**Your assignment:** With the pictures set aside, return the lines below exactly, beginning at the first and ending at the line containing "box steep rock face".

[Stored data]
────────────────────────────────────────
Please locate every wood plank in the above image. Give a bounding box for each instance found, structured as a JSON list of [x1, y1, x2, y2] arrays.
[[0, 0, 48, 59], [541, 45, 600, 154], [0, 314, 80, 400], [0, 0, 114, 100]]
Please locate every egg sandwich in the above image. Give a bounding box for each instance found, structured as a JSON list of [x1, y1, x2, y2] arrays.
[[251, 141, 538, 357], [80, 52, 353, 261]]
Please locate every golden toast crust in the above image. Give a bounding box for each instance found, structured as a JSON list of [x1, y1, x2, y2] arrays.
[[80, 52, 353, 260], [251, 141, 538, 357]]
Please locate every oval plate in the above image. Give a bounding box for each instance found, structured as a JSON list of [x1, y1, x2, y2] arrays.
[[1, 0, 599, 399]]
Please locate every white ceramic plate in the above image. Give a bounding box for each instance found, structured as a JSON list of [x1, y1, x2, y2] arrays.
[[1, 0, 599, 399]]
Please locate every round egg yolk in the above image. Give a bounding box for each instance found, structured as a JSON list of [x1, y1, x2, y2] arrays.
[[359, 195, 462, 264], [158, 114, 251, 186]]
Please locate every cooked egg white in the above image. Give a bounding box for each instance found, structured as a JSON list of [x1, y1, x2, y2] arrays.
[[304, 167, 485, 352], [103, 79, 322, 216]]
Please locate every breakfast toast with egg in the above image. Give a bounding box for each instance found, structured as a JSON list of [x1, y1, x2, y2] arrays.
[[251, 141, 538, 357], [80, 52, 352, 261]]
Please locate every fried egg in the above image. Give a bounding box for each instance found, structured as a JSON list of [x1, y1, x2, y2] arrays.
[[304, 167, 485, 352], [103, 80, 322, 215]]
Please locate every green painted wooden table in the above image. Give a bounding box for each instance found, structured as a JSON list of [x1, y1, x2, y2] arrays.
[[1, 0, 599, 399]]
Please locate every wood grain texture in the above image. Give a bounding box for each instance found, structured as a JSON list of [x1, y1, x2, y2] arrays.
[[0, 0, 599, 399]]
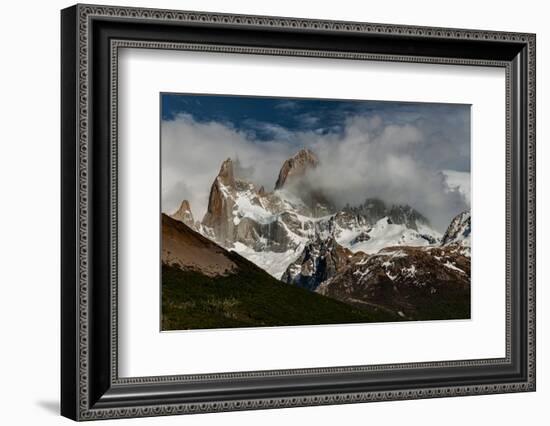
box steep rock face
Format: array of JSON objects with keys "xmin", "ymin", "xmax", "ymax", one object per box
[
  {"xmin": 317, "ymin": 245, "xmax": 470, "ymax": 320},
  {"xmin": 281, "ymin": 236, "xmax": 353, "ymax": 291},
  {"xmin": 272, "ymin": 149, "xmax": 332, "ymax": 216},
  {"xmin": 162, "ymin": 214, "xmax": 237, "ymax": 276},
  {"xmin": 233, "ymin": 216, "xmax": 292, "ymax": 252},
  {"xmin": 171, "ymin": 199, "xmax": 196, "ymax": 228},
  {"xmin": 274, "ymin": 148, "xmax": 319, "ymax": 190},
  {"xmin": 441, "ymin": 210, "xmax": 471, "ymax": 246},
  {"xmin": 216, "ymin": 157, "xmax": 236, "ymax": 187},
  {"xmin": 200, "ymin": 154, "xmax": 335, "ymax": 256},
  {"xmin": 201, "ymin": 158, "xmax": 239, "ymax": 245}
]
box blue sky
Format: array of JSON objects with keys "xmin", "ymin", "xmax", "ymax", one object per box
[
  {"xmin": 161, "ymin": 93, "xmax": 470, "ymax": 172},
  {"xmin": 161, "ymin": 93, "xmax": 471, "ymax": 230}
]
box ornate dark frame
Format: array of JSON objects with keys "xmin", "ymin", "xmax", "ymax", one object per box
[{"xmin": 61, "ymin": 4, "xmax": 536, "ymax": 421}]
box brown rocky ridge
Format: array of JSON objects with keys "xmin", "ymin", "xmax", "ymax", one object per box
[{"xmin": 162, "ymin": 213, "xmax": 237, "ymax": 277}]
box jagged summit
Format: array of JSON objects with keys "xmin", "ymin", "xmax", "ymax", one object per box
[
  {"xmin": 171, "ymin": 199, "xmax": 195, "ymax": 228},
  {"xmin": 274, "ymin": 148, "xmax": 319, "ymax": 190},
  {"xmin": 441, "ymin": 211, "xmax": 471, "ymax": 246},
  {"xmin": 216, "ymin": 158, "xmax": 236, "ymax": 188}
]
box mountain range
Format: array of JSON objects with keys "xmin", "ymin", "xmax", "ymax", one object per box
[{"xmin": 164, "ymin": 148, "xmax": 471, "ymax": 327}]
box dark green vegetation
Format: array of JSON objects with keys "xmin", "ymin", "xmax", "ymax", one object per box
[
  {"xmin": 412, "ymin": 294, "xmax": 470, "ymax": 321},
  {"xmin": 161, "ymin": 252, "xmax": 399, "ymax": 331}
]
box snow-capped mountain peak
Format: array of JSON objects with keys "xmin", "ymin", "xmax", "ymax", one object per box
[{"xmin": 168, "ymin": 152, "xmax": 463, "ymax": 280}]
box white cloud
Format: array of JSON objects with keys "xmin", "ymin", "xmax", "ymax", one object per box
[
  {"xmin": 161, "ymin": 114, "xmax": 296, "ymax": 219},
  {"xmin": 162, "ymin": 113, "xmax": 470, "ymax": 231}
]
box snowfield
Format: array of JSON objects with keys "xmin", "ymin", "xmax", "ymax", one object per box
[
  {"xmin": 231, "ymin": 242, "xmax": 303, "ymax": 279},
  {"xmin": 336, "ymin": 217, "xmax": 441, "ymax": 254},
  {"xmin": 229, "ymin": 210, "xmax": 446, "ymax": 278},
  {"xmin": 233, "ymin": 190, "xmax": 277, "ymax": 225}
]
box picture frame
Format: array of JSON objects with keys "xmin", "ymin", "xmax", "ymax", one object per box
[{"xmin": 61, "ymin": 3, "xmax": 536, "ymax": 421}]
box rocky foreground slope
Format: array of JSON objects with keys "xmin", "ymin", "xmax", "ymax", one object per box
[
  {"xmin": 161, "ymin": 214, "xmax": 398, "ymax": 330},
  {"xmin": 162, "ymin": 214, "xmax": 237, "ymax": 276}
]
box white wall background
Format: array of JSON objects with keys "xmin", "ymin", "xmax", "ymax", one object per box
[{"xmin": 0, "ymin": 0, "xmax": 546, "ymax": 424}]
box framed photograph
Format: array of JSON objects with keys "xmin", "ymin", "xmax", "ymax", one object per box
[{"xmin": 61, "ymin": 4, "xmax": 536, "ymax": 421}]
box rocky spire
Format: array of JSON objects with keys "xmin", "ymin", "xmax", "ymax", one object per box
[
  {"xmin": 274, "ymin": 149, "xmax": 318, "ymax": 190},
  {"xmin": 216, "ymin": 158, "xmax": 236, "ymax": 188},
  {"xmin": 202, "ymin": 158, "xmax": 237, "ymax": 245},
  {"xmin": 171, "ymin": 199, "xmax": 195, "ymax": 228}
]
────────────────────────────────────────
**Answer section:**
Please locate every wood plank in the above image. Give a bounding box for each instance found, structured as a JSON list of [x1, y1, x2, y2] arrays.
[[0, 0, 48, 59], [541, 45, 600, 154], [0, 314, 80, 400], [0, 0, 114, 100]]
Please locate every egg sandwich in the above image. Give a bounding box for each instance found, structured as a JSON list of [x1, y1, x2, y2] arrays.
[[251, 141, 538, 357], [80, 52, 353, 261]]
Please locate every golden toast crust in the above image. Give a bounding box for each instance found, structured as a JSON list of [x1, y1, x2, y2] arrays.
[[80, 52, 353, 260], [251, 141, 538, 357]]
Please locate every oval plate in the above image. Give a bounding box for each instance found, structured as a JSON list of [x1, y1, x2, y2] arrays.
[[1, 0, 599, 399]]
Please locate every white ceramic plate in the above image. Give a bounding box for each instance found, structured as a JSON list of [x1, y1, x2, y2] arrays.
[[1, 0, 599, 399]]
Please locate every round egg yolk in the above image. Give a bounding box for each instance found, structured as a JSON list of [x1, y1, x2, y2] arrays.
[[359, 195, 462, 264], [158, 114, 251, 186]]
Please locate every cooked egg white in the above image. Give a bounding box for each instance found, structured as a JSON list of [x1, y1, x2, y2] arrays.
[[304, 167, 485, 352], [103, 79, 322, 216]]
Please locate every breakfast toast with egg in the above image. Give a bounding box for each instance found, structured as a JSON list of [x1, y1, x2, y2] arrays.
[[251, 141, 538, 357], [80, 52, 352, 261]]
Please locate every fried egg in the above image. Give a bounding box for each instance found, structured as a JSON list of [x1, y1, x2, y2] arrays.
[[304, 167, 485, 352], [103, 80, 322, 215]]
Please locate every green painted wooden table in the above image. Give a bounding box for each instance found, structured as a JSON list of [x1, y1, x2, y2] arrays.
[[1, 0, 599, 399]]
Please locate every wood grain texture in the above image. Give a bounding box for each instance found, structured as a JSON list of [x1, y1, x2, y2] arrays.
[[0, 0, 599, 399]]
box steep rock face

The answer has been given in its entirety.